Building a PromptOps Pipeline: From Git to Deployment

11 Mar 2026 · 13 min read

promptops
ai-native
devops
ci-cd
aws

TL;DR

In the previous post I argued for treating prompts as governed data assets. This is the working implementation — every layer of the PromptOps stack, with code:

Storage — YAML schema with required metadata
Registry — a Prompt dataclass + load_prompt(id) loader, packaged once for Lambda Layer + Glue --extra-py-files
CI/CD — schema validator + behavioral eval, wired to GitHub Actions, blocking merges on failure
Runtime — Lambda + Glue examples using the same import path
Observability — log_prompt_event() helper emitting structured JSON for every invocation
Deploy — Serverless Compose orchestrating Layer publish + Lambda + Glue in one command

Code: github.com/raguvindtharanitharan/promptops.

A working slice, not a finished product

This isn’t a complete production platform. Drift detection, real-model evaluations, and dashboards still need to be built. But it’s a working slice that runs locally, validates on every PR, and deploys to AWS in one command. That’s the credible foundation — and the part most teams skip when they say they’re “doing PromptOps.”

The repo follows the same architecture as the serverless data platform piece. service_core/ becomes promptops_core/. The same Lambda Layer + Glue ZIP pattern carries the shared code. The same Serverless Compose orchestration ties it together. If you read that piece, this one should feel like an extension of the same architectural discipline applied to a new asset class.

Excerpted records:
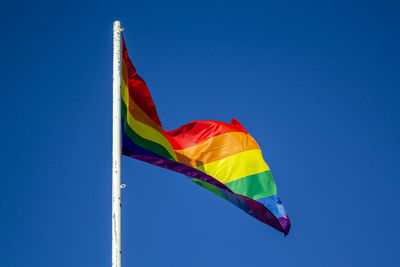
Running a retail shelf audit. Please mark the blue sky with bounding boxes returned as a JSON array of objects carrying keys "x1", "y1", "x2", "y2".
[{"x1": 0, "y1": 0, "x2": 400, "y2": 267}]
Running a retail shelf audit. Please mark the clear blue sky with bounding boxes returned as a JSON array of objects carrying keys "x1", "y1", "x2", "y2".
[{"x1": 0, "y1": 0, "x2": 400, "y2": 267}]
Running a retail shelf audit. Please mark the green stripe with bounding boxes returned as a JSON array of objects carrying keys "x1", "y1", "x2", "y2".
[
  {"x1": 121, "y1": 101, "x2": 176, "y2": 161},
  {"x1": 225, "y1": 171, "x2": 276, "y2": 199},
  {"x1": 192, "y1": 178, "x2": 226, "y2": 200}
]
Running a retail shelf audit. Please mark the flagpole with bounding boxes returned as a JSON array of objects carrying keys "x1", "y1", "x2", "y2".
[{"x1": 111, "y1": 21, "x2": 121, "y2": 267}]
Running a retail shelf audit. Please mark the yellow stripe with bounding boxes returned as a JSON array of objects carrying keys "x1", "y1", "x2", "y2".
[
  {"x1": 121, "y1": 72, "x2": 177, "y2": 160},
  {"x1": 175, "y1": 132, "x2": 260, "y2": 168},
  {"x1": 197, "y1": 149, "x2": 269, "y2": 183}
]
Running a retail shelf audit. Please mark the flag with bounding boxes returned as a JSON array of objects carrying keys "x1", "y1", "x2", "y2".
[{"x1": 121, "y1": 35, "x2": 290, "y2": 235}]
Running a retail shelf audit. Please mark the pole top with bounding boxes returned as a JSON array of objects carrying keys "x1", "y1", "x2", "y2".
[{"x1": 113, "y1": 20, "x2": 121, "y2": 31}]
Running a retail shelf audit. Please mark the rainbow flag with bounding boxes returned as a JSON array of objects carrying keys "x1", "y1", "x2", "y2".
[{"x1": 121, "y1": 38, "x2": 290, "y2": 235}]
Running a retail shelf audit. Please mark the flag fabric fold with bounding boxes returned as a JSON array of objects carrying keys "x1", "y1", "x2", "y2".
[{"x1": 121, "y1": 35, "x2": 290, "y2": 235}]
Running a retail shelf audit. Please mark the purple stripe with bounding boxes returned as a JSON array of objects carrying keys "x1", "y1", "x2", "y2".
[{"x1": 123, "y1": 155, "x2": 290, "y2": 236}]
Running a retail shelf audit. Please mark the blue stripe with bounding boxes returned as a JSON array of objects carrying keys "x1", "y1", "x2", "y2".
[
  {"x1": 256, "y1": 195, "x2": 286, "y2": 218},
  {"x1": 121, "y1": 118, "x2": 162, "y2": 158}
]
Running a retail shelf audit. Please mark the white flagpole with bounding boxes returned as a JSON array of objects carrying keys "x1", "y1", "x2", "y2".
[{"x1": 112, "y1": 21, "x2": 121, "y2": 267}]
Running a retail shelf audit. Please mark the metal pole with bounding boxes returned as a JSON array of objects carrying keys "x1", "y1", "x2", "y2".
[{"x1": 112, "y1": 21, "x2": 121, "y2": 267}]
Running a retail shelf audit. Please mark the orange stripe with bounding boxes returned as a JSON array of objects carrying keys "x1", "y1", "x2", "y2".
[
  {"x1": 175, "y1": 132, "x2": 260, "y2": 168},
  {"x1": 121, "y1": 61, "x2": 163, "y2": 133}
]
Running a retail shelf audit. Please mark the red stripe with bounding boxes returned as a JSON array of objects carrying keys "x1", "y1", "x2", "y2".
[
  {"x1": 164, "y1": 119, "x2": 247, "y2": 150},
  {"x1": 122, "y1": 37, "x2": 161, "y2": 126}
]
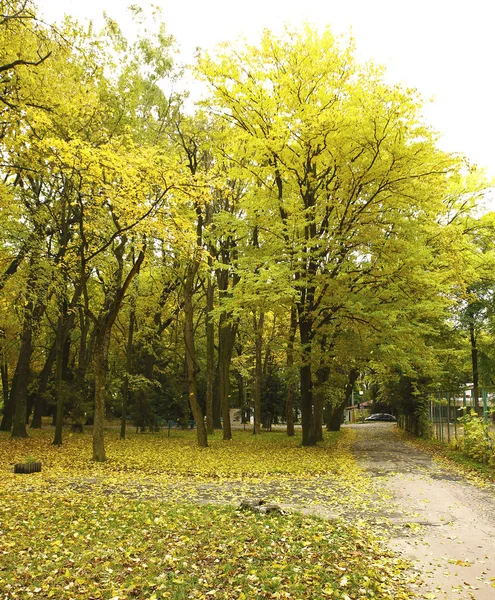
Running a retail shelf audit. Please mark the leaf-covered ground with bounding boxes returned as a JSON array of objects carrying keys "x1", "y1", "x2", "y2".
[{"x1": 0, "y1": 431, "x2": 413, "y2": 600}]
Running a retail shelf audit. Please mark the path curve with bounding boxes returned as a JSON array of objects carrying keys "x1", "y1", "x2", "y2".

What the task requires: Continue the PromptOps pipeline article above, starting right after its last sentence.

Response to the exercise:
The structure is the six layers from the previous PromptOps article, now in code:

1. Storage         — prompts/ directory of YAML files
2. Registry        — promptops_core/ Python module, loads + serves
3. CI/CD           — validate_prompts.py + eval_prompts.py + GitHub Actions
4. Runtime         — Lambda + Glue consume the registry
5. Observability   — log_prompt_event() emits structured JSON per call
6. Deploy          — Serverless Compose deploys it all

PromptOps reference architecture: Source & CI layer at the top, artifacts produced from promptops_core in the middle, Lambda and Glue consumers below, CloudWatch observability layer at the bottom. — Reference architecture — same shape as the serverless data platform piece, applied to prompts. promptops_core packaged once, consumed by Lambda and Glue, with structured observability flowing back.

I’ll walk through each in order.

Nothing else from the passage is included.